» **Alıştırma Bölümleri**
a) Üç dünya teorisi üzerine metinde “XX. Parti Kongresi’nden” sözlerini içeren yerle açılıp “düşmanı ilan edilmiştir.” ile kapanan bölümü, “ABD emperyalistleri” yerine “Amerikan emperyalistleri” koyarak yeniden yazın.
b) Üç dünya teorisi üzerine metne göre şu soruları yanıtlayın:
(i) Baş düşman konusundaki ayrım hangi kongreden itibaren terk edilmeye başlanmıştır?
(ii) Komintern'deki baş düşman tespiti neyle ilgili bir tespittir?
(iii) Üç dünya teorisine karşı çıkıp iki süper gücü baş düşman sayanlar ne yapmalıdır?
c) Üç dünya teorisi üzerine metin, iki süper gücü baş düşman ilan etmenin Komintern geleneğinin devamı olduğunu söyleyenlerin tarihi neden çarpıttığını öne sürüyor? Bir ile üç cümle arasında açıklayın.

» **Sayfa Metni**
________
XX. Parti Kongresi’nden itibaren, baş düşman konusunda, emperyalist savaş-proleter dünya devrimi şeklindeki ayrım terk edilmeye başlanmış; bir tek emperyalist gücün “dünya halklarının baş düşmanı” ilan edilmesi eğilimi belirmiştir.

“Üç dünya teorisi” ile, bu eğilim kesinlik kazınmış, “iki süper güç” adı verilen ABD emperyalistleri ve Rus sosyal emperyalizmi, dünya halklarının baş düşmanı ilan edilmiştir.

Böyle bir tespit yalnızca savaş konusunda değil, her konuda yapılmaktadır. Böylece, proletarya ezilen dünya halkları ve iki “süper güce karşı olan herkesin, cephe oluşturması siyaseti gündeme getirilmekte; devrimci güçlerle, karşı devrimci güçler arasında ayrım ortadan kaldırılmakta; emperyalistlerin bir bölümü, ve komprador burjuvazi ve toprak ağası sınıfları; proleter dünya devriminin itici güçleri arasında sayılmaktadır.

Bugün, “iki süper güç dünya halklarının baş düşmanıdır” tezini getirenler, bunun Komintern geleneğinin devamı olduğunu söylerken, dünya Komünist hareketinin tarihini çarpıtıyorlar. Komintern’deki baş düşman tespiti, emperyalist savaşla ilgili bir tespittir. Önerilen cephe, proleter dünya devrimi cephesi değil; savaşa karşı bir cephedir.

Bugün “üç dünya teorisi”ni savunanlar (kendi içlerinde de tutarlı davranarak) “iki süper güç dünya halkalarının baş düşmanıdır” tespitinin sonuçlarını siyasetlerine yansıtıyor ve “iki süper” güce karşı olan herkesin birleşmesi (!) yönünde bir siyaset izliyorlar.

“Üç dünya teorisi”ne bir yandan karşı çıkıp, diğer yandan “iki süper güç dünya halklarının baş düşmanıdır” deyip; iki süper güç (!)e karşı, diğer emperyalist güçlerle ittifaka yönelmeyenler ise tutarlı davranmıyorlar. Bunlar mutlaka siyasetlerini gözden geçirmeli ve “üç dünya teorisi”nin bu temel tezini özeleştiri ile terk etmelidir.

Neden dünya çapında, savaş etkenlerinin yükseldiği dönemlerde ve savaş dönemlerinde barışın baş düşmanı, savaşın esas kışkırtıcısı anlamında bir baş düşman tespiti yapmak doğrudur; ama şartlar ne olursa olsun proleter dünya devriminin baş düşmanı anlamında “halkların baş düşmanı” şeklinde bir tespit yanlıştır. (8)
________
» **Gösterilen Malzeme**

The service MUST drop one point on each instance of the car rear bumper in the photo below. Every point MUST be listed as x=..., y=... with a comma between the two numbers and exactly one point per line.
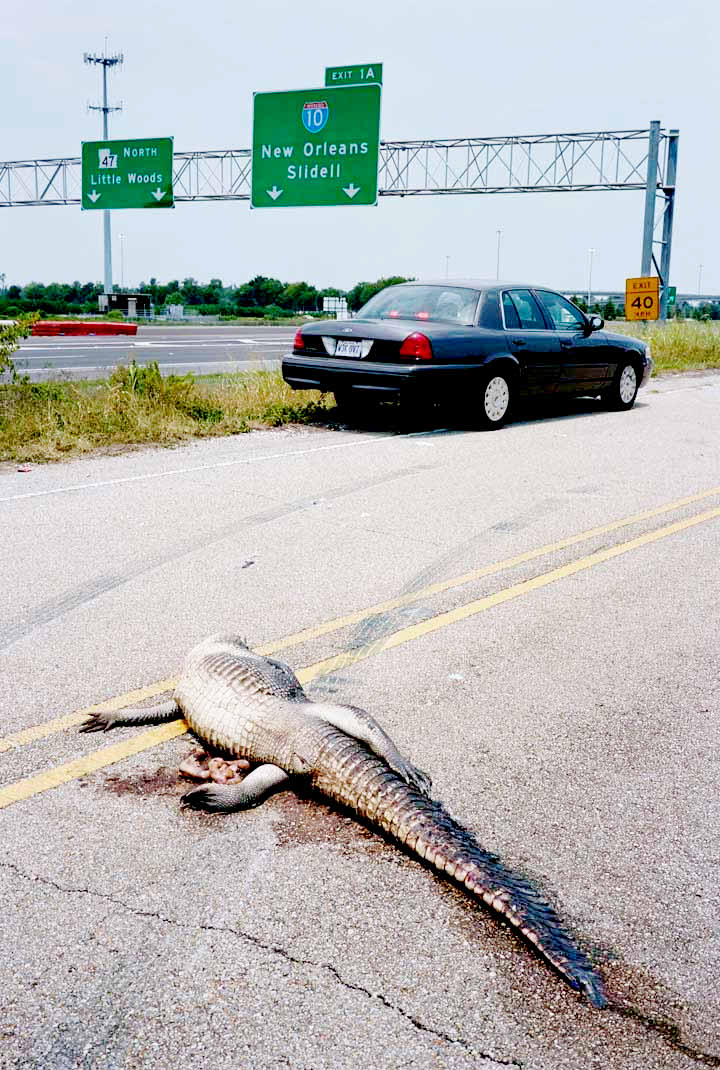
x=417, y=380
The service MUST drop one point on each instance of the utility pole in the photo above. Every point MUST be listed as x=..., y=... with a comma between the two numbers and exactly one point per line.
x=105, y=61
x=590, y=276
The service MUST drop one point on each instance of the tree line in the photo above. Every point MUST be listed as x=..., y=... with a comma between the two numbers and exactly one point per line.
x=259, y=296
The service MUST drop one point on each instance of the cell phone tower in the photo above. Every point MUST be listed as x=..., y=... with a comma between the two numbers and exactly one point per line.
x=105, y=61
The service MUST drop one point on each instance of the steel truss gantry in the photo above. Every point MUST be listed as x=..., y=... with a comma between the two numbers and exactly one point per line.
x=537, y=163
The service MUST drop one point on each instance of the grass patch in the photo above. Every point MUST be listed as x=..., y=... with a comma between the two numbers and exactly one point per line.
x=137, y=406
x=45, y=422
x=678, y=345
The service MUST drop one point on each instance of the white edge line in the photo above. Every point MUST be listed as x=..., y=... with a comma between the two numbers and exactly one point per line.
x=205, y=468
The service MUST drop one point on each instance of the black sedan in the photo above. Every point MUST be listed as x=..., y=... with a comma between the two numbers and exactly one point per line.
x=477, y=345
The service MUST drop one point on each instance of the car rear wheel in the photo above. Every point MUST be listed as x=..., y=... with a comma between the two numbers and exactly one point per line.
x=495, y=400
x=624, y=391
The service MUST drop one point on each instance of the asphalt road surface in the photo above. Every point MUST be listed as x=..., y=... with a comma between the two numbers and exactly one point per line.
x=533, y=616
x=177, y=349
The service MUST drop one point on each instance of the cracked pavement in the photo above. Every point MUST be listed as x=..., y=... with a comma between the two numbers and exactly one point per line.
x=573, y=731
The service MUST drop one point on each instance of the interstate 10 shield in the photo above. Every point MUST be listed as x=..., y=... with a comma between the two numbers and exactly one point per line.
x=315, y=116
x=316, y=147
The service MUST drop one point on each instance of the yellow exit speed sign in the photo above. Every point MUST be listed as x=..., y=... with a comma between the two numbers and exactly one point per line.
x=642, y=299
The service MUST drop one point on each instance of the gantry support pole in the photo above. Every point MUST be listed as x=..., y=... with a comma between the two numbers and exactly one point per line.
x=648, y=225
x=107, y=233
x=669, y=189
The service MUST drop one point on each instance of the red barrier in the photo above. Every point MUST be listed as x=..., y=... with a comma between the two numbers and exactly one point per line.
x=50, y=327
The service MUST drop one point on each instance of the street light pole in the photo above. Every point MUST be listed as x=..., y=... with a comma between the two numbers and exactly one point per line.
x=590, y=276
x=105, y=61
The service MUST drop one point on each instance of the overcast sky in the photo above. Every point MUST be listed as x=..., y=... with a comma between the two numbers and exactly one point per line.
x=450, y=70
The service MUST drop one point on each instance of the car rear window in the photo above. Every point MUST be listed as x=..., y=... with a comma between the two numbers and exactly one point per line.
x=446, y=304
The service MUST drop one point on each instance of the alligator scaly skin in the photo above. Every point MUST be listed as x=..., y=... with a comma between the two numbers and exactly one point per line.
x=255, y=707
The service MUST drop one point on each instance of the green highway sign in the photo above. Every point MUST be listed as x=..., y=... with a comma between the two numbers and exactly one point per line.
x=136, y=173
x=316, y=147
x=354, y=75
________
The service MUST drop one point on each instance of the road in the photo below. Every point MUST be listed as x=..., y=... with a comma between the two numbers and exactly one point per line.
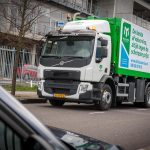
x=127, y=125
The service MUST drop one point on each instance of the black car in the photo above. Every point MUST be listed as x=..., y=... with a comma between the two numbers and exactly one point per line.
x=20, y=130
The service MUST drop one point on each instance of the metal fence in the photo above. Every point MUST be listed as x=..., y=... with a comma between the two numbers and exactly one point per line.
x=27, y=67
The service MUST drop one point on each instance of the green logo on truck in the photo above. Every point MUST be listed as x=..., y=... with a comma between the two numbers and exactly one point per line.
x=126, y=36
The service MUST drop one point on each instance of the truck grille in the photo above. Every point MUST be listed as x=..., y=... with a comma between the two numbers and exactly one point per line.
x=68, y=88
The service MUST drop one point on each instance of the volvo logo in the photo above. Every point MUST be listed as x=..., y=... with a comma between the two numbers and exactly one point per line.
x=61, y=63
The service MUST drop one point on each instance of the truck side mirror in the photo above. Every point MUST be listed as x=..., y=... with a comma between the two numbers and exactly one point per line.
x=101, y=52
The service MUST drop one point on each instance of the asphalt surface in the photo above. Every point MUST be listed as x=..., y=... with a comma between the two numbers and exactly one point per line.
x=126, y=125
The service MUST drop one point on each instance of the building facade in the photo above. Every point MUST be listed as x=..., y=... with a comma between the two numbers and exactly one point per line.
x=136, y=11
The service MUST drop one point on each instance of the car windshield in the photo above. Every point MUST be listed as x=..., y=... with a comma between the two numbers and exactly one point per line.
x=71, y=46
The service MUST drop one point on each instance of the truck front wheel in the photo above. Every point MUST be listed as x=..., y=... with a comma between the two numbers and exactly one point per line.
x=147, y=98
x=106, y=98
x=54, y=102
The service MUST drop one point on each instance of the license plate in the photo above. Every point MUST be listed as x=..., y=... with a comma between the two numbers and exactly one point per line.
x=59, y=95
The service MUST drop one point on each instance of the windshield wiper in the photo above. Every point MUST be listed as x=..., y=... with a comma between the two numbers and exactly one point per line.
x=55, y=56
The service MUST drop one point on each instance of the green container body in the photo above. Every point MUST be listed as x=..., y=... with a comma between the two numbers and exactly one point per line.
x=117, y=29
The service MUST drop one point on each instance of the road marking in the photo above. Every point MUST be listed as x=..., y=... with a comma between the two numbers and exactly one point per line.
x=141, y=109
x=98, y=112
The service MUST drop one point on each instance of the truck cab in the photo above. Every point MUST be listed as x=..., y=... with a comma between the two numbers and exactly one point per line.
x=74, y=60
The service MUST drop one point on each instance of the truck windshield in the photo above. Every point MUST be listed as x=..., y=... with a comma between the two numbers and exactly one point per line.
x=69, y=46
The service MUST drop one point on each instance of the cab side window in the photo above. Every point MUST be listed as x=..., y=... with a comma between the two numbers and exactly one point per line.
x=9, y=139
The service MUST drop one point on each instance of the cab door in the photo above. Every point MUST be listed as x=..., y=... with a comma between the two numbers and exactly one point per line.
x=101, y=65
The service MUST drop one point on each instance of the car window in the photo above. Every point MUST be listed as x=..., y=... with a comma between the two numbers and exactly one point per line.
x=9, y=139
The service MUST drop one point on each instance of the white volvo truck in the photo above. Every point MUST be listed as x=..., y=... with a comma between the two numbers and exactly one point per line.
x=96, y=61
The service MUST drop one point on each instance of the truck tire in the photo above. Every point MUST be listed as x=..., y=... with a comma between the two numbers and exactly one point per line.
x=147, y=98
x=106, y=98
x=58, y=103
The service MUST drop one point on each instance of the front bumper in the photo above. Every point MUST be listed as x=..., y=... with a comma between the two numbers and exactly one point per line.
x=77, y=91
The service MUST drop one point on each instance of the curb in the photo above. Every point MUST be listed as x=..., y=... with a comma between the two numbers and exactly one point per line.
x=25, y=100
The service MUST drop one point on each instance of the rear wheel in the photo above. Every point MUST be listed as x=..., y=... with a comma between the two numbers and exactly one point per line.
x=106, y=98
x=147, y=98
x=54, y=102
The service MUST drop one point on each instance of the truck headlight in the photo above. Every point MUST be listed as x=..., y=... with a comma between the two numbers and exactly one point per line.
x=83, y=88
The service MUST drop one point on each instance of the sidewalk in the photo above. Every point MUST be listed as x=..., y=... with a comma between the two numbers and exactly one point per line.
________
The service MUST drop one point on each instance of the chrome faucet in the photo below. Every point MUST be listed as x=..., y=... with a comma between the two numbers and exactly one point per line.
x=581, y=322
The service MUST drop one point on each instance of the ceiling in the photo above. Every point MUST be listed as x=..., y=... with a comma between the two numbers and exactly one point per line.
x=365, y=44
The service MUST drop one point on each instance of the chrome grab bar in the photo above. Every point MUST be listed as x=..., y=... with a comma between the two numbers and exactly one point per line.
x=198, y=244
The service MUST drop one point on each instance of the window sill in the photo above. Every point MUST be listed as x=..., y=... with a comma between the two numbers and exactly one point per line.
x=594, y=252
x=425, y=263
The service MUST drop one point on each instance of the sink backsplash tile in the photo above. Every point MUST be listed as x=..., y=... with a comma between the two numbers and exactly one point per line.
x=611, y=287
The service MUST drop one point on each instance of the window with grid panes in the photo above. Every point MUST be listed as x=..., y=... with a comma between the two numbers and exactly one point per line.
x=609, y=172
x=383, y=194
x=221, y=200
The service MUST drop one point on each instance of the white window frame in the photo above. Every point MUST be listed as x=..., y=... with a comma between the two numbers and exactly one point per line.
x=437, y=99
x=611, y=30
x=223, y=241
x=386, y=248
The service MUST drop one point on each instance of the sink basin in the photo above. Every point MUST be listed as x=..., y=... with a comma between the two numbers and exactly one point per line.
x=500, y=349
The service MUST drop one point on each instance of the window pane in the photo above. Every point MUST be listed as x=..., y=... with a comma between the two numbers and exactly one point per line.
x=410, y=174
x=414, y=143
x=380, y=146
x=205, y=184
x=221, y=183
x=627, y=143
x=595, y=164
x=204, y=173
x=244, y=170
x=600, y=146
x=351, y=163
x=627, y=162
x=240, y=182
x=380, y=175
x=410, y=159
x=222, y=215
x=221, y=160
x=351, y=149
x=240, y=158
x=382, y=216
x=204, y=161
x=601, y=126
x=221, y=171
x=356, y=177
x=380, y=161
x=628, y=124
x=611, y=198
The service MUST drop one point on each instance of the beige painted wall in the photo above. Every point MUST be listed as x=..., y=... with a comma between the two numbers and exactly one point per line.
________
» **Alıştırma Çözümleri**
a)
XX. Parti Kongresi’nden itibaren, baş düşman konusunda, emperyalist savaş-proleter dünya devrimi şeklindeki ayrım terk edilmeye başlanmış; bir tek emperyalist gücün “dünya halklarının baş düşmanı” ilan edilmesi eğilimi belirmiştir.

“Üç dünya teorisi” ile, bu eğilim kesinlik kazınmış, “iki süper güç” adı verilen Amerikan emperyalistleri ve Rus sosyal emperyalizmi, dünya halklarının baş düşmanı ilan edilmiştir.

b)
(i) XX. Parti Kongresi'nden itibaren.
(ii) Emperyalist savaşla ilgili bir tespittir.
(iii) Siyasetlerini gözden geçirmeli ve üç dünya teorisinin bu temel tezini özeleştiri ile terk etmelidirler.

c) Komintern'deki baş düşman tespiti emperyalist savaşla ilgili bir tespittir. Orada önerilen cephe de proleter dünya devrimi cephesi değil, savaşa karşı bir cephedir.